Point annotation records
• • • •
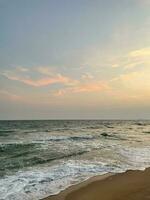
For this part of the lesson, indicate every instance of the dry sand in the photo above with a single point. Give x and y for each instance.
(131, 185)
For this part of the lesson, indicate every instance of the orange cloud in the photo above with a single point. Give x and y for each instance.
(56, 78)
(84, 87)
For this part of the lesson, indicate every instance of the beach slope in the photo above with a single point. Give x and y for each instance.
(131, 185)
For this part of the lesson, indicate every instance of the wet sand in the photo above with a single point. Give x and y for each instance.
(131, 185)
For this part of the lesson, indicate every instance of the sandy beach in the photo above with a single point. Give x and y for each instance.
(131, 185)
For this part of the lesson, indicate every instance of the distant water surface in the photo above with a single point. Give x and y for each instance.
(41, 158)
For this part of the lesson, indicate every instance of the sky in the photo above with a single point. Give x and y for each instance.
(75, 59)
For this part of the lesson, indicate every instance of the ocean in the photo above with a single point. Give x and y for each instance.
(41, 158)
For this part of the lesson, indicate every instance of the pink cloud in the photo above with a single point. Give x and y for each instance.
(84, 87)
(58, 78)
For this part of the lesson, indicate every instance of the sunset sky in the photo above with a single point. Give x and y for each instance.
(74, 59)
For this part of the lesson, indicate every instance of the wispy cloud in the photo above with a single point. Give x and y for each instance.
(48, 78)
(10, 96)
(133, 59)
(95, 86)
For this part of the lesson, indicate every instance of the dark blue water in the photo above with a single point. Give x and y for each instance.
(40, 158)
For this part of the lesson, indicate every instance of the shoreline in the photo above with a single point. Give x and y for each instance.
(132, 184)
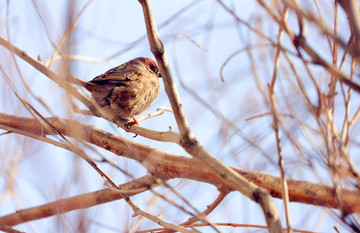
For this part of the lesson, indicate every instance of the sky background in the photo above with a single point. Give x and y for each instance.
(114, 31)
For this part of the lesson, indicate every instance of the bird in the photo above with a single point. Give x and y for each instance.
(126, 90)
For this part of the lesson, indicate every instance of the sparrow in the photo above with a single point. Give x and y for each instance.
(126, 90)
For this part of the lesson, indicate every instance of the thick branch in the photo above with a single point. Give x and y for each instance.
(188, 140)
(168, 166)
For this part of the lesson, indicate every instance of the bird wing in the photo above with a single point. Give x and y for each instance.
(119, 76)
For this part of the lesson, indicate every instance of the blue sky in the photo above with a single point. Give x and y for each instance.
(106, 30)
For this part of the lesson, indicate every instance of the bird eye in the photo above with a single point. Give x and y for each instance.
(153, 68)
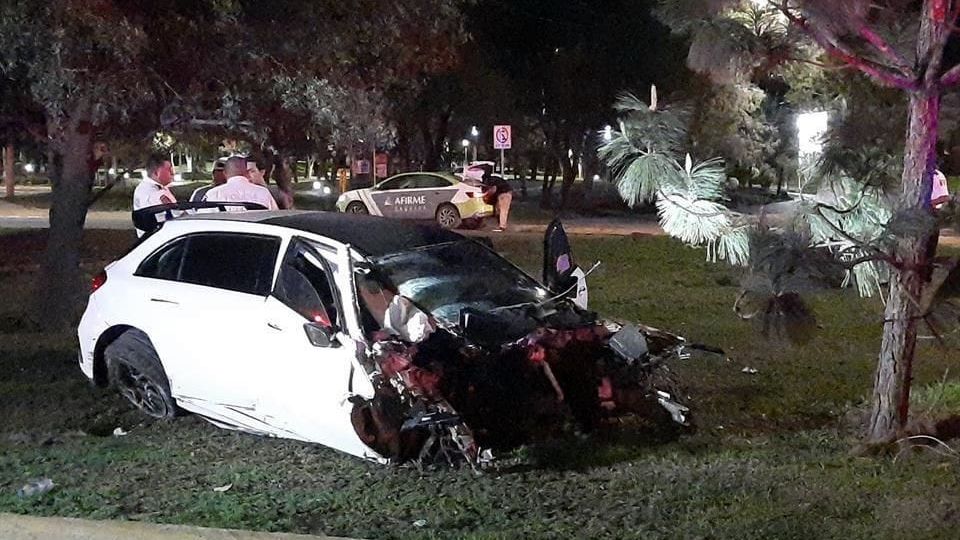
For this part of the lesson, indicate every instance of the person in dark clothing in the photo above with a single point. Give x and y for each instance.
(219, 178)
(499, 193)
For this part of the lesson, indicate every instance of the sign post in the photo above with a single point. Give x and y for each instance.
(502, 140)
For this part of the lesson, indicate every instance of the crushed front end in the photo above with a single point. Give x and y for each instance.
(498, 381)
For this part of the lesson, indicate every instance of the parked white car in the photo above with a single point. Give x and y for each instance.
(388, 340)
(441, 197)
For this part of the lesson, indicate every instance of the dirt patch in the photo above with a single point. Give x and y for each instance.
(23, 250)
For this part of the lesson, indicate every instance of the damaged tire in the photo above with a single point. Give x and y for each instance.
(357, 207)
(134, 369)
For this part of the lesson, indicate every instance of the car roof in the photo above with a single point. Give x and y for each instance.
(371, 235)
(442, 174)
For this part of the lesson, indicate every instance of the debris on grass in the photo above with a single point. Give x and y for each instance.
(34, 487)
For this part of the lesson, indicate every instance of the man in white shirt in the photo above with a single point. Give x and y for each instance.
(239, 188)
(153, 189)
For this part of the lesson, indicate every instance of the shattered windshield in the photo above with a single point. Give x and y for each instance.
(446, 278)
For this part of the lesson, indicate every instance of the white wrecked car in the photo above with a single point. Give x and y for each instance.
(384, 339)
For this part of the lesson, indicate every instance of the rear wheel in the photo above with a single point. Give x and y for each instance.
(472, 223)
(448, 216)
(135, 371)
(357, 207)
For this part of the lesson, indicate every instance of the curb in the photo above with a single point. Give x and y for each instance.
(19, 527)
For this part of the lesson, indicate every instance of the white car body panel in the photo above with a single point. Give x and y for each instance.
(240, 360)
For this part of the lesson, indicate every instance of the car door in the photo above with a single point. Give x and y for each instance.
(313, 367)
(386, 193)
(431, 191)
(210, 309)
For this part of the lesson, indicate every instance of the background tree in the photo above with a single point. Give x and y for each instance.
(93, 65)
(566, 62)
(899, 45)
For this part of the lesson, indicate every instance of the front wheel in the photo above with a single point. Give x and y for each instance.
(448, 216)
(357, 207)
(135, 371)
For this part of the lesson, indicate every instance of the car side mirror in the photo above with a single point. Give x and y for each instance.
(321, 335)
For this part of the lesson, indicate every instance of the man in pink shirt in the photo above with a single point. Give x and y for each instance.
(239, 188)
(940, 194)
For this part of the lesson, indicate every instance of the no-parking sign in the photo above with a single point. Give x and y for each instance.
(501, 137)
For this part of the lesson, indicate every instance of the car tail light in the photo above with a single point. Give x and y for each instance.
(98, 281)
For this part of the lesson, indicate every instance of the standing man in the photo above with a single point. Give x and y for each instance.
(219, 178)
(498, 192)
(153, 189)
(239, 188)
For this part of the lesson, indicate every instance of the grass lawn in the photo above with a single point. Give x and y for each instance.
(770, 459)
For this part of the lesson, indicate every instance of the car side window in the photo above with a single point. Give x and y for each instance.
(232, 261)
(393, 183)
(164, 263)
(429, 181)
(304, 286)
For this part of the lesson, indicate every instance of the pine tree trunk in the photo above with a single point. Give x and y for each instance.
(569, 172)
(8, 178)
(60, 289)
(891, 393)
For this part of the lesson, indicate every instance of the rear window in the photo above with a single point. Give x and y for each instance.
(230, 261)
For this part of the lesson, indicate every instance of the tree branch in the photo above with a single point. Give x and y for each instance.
• • • •
Print the complete listing exactly, apart from any pictures.

For this part of the lesson, indicate every instance of the dry sand in the photo above with a single point. Give x and y for each instance.
(131, 185)
For this part of the lesson, indicate every instance of the orange cloud in the photo above with a single point. Give x and y for each instance.
(56, 78)
(84, 87)
For this part of the lesson, indicate every instance of the beach slope in the photo above with a single point. Give x and y for each instance.
(131, 185)
For this part of the lesson, indicate every instance of the wet sand in the photo above with a single point. Give x and y for each instance.
(131, 185)
For this part of the lesson, indicate every instance of the sandy beach in the photo above with a single point. Give x and y for each instance.
(131, 185)
For this part of the lesson, indicate every instance of the distant water surface in the photo above with a single point. Give x and y for each instance.
(41, 158)
For this part of the lesson, indicate every instance of the sky in the photo above with a single point. Give x and y for each instance.
(75, 59)
For this part of the lesson, indicate every instance of the ocean in the photo above with a single point. Give x and y for each instance.
(41, 158)
For this part of the lesson, indicate every instance of the pink cloud in the photo above with a single point. Give x and y for each instance.
(84, 87)
(58, 78)
For this part of the lesson, indicate every instance of the sunset sky in the photo above with a single point. Give x and y for each instance.
(74, 59)
For this part of the lesson, indicate every instance of the wispy cloud in the photo above with a single point. Give x and y for each instance.
(48, 78)
(10, 96)
(133, 59)
(95, 86)
For this part of the lesson, indicate every instance of the dark blue water in the photo above with a single point. Give x and y for each instance.
(40, 158)
For this part of the lesson, indicate every instance of the shoreline in the photo above with a single point. Give x and y for each instance.
(132, 184)
For this part of the lesson, indicate every instance of the sky background in the photo above with a single point. Give x and y for each instance.
(114, 31)
For this part of the lesson, indicate every instance of the bird in the photo above with a single point. Give x and y for each instance.
(126, 90)
For this part of the lesson, indicate every instance of the sparrow in the photo above with a single point. Give x and y for each instance.
(126, 90)
For this part of the lesson, indicate every instance of the thick branch in the photo above with a single point. Give x and y for each instance.
(188, 140)
(168, 166)
For this part of the lesson, indicate every instance of the bird wing in the photo above with a single point. Give x and y for each instance.
(119, 76)
For this part of the lesson, indicate every instance of the blue sky in the photo above with a single point. Give x and y for each instance.
(106, 30)
For this part of the lesson, indicate every instance of the bird eye in the photo above with a single point. Give x and y for each instance.
(153, 68)
For this part of the lesson, indicate every instance of the person in dark clothing in the photo above with a single point. Give x and y for each instance.
(219, 178)
(499, 193)
For this part of the lesson, indicate every instance of the sign post in the photo above with a single point. Give x and y for each instance.
(502, 140)
For this part of the lesson, indicate every instance of the crushed front end in the photo above with a single point. Give x and y for each instance.
(498, 381)
For this part of the lesson, indicate every instance of the parked white car in the photo above with a single point. Give x and y for each instance.
(388, 340)
(441, 197)
For this part of the lesson, indicate every instance of the dirt patch in the photo above with a single point. Give x and y for each instance.
(23, 250)
For this part of the lesson, indicate every instance of the damaged tire in the photo above with a single point. Give x and y for each instance.
(357, 207)
(134, 369)
For this part of the lesson, indicate every instance of the car roof in the photo above with a single point. Give x and y for each instance.
(371, 235)
(442, 174)
For this part of the lesson, indicate every instance of the debris on grass in the photo above with a single point. Give x and y for each instance.
(34, 487)
For this part of the lesson, indicate every instance of the man in white shirt in the photo above with a single point. Give x and y for each instance.
(239, 188)
(153, 189)
For this part of the lesson, indicate every instance of the shattered windshield in the photo above with a single point. Give x and y for each instance.
(446, 278)
For this part of the lesson, indicate every instance of the white wrecked car in the photo above with a single point. Give x and y for each instance.
(384, 339)
For this part of the lesson, indicate every instance of the rear wheel in the photo above with a single point. Give x and y for each instance.
(472, 223)
(448, 216)
(135, 371)
(357, 207)
For this part of the lesson, indicate every instance of the curb in the photo above with a single point. Give x and y for each instance.
(19, 527)
For this part of the lesson, indicate every instance of the white car body panel in the photo above with a single point. Give x and y for each instance.
(240, 360)
For this part of the lesson, indicate every instance of the car door in the photo above with a single point. Give x and y for each instance.
(313, 367)
(386, 193)
(431, 191)
(210, 309)
For this part of the lesson, indicate every instance of the background tree in the photo above with a single point. Give x and y for each instance.
(93, 65)
(566, 62)
(899, 45)
For this part of the lesson, indicate every instance of the front wheel in the photo above with a single point. Give x and y for each instance.
(448, 216)
(357, 207)
(135, 371)
For this part of the lesson, indicate every instance of the car side mirror in the photo above with a single point. Give x and y for each instance.
(321, 335)
For this part of the lesson, indicate every instance of the man in pink shirt in the photo above with a single point. Give x and y for each instance.
(239, 188)
(940, 194)
For this part of the lesson, indicate every instance of the no-parking sign in the photo above with a single point. Give x and y for each instance.
(501, 137)
For this part of the lesson, indicate every instance of the car tail light in the photo above with a single point. Give x and y for each instance.
(98, 281)
For this part of the lesson, indicate every instance of the standing man in the photo above with a single point. Give x and y for each instance.
(219, 178)
(498, 192)
(153, 189)
(239, 188)
For this part of the lesson, indicate every instance of the grass lawn in the photo above with a single point. Give x and y for each instance.
(770, 459)
For this part of the lesson, indicate every instance of the car side window in the photo above with a single point. Give x and y for each instance.
(232, 261)
(393, 183)
(164, 263)
(429, 181)
(304, 286)
For this part of the lesson, indicate every instance of the pine tree trunk in the photo above with a single point. Give x and y for each instance.
(569, 172)
(8, 178)
(60, 289)
(891, 393)
For this part of the lesson, indicate every instance of the rear window in the photo above with a single point. Give x and y for each instance.
(230, 261)
For this part of the lesson, indicate every instance of the tree branch in the photo above with a single point. Give x and y for each instance.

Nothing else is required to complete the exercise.